## Task details
Please copy out the entries starting at the line containing "Q: Mark a point on every instance of the hazy" and ending at the last entry, increasing each x and y coordinate of the marked points by 93. Keep the "Each point looks like" samples unchanged, and leave the pictures out.

[Point placement entries]
-- start --

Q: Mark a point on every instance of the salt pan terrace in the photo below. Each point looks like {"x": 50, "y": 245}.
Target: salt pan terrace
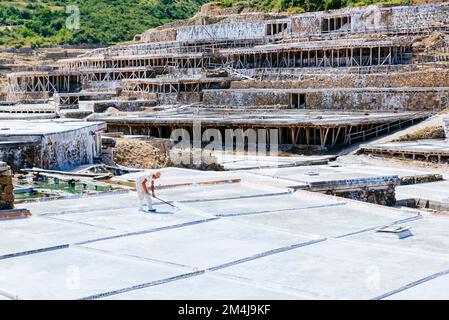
{"x": 248, "y": 239}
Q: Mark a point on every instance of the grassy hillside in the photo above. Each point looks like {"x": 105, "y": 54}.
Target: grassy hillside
{"x": 42, "y": 23}
{"x": 39, "y": 23}
{"x": 298, "y": 6}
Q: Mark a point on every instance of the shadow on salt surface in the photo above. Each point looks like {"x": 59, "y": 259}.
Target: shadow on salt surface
{"x": 204, "y": 245}
{"x": 208, "y": 286}
{"x": 82, "y": 204}
{"x": 328, "y": 220}
{"x": 430, "y": 236}
{"x": 133, "y": 219}
{"x": 256, "y": 205}
{"x": 18, "y": 236}
{"x": 338, "y": 269}
{"x": 76, "y": 273}
{"x": 432, "y": 289}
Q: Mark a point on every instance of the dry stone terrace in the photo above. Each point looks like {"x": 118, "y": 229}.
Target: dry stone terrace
{"x": 339, "y": 89}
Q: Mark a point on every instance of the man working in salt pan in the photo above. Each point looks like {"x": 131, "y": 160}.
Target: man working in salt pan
{"x": 145, "y": 194}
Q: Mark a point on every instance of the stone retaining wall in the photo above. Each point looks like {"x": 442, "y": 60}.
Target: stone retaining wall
{"x": 6, "y": 187}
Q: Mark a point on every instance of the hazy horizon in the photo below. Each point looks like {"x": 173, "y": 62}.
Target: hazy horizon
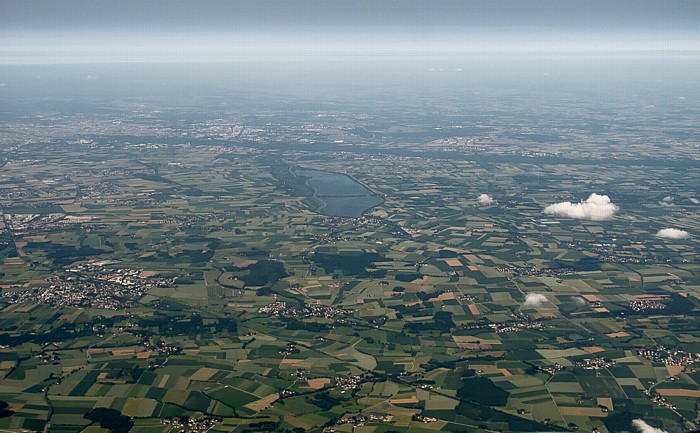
{"x": 83, "y": 32}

-- end --

## Solution for this problem
Q: Mark a point on every instance of the hazy horizon in the photo below. Each point looks like {"x": 173, "y": 62}.
Target: hazy horizon
{"x": 176, "y": 125}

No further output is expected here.